If you are using active dry yeast, then you may need to let it sit in the water for 10 minutes before adding the other ingredients or else it could take a lot longer to raise the dough.


  1. Make the scald. Bring the beer up to a boil (use more than the recipe specifies to account for evaporation). Mix the flour, salt, malt, and melter butter. Add the beer and mix until smooth. Cover and leave to cool down completely.
  2. Make the dough. Add the yeast to the scald and mix well. Add the flour and mix to a dough. Mine turned out a little cool, so it took longer to ferment. If you aim for the regular 24C – 25C (75F – 77F), it will ferment more rapidly.
  3. Cover and ferment for 45 – 60 minutes.
  4. Fold.
  5. Ferment for 45 – 60 minutes.
  6. Divide the dough into 4 equal pieces and pre-shape. Rest for 20 minutes.
  7. Roll the dough into long strands and braid the loaf.
  8. Cover and proof for 30 minutes.
  9. Boil the loaf in the water and baking soda solution for 30 seconds per side.
  10. Place it on to a non-stick paper lined baking tray and brush it with some of the boiling liquid. Sprinkle with sea salt.
  11. Bake at 160C (320F) for 40 minutes.


Keep in mind that the conditions in each kitchen are different, so fermentation times may vary for you. It is up to the baker to control the bread and react accordingly.

Your oven may be different too, so your baking time may vary.

⁂

Set problem a: Please gather every line of the listing below that contains the word "point".

Task inputs:
⁂

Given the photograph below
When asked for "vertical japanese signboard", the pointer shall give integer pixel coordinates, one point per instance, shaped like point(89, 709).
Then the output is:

⁂

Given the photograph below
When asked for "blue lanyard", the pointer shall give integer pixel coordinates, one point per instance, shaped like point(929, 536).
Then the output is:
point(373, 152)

⁂

Set problem b: Shorten the paragraph of the recipe above that begins "If you are using active dry yeast", keeping its main facts.

Worked answer a:
When asked for "vertical japanese signboard", the pointer shall give integer pixel coordinates, one point per instance, shaped like point(89, 709).
When asked for "blue lanyard", the pointer shall give integer pixel coordinates, one point per instance, shaped like point(929, 536).
point(373, 152)

Worked answer b: With active dry yeast, soak it in the water for 10 minutes before adding the other ingredients, or the dough could take much longer to rise.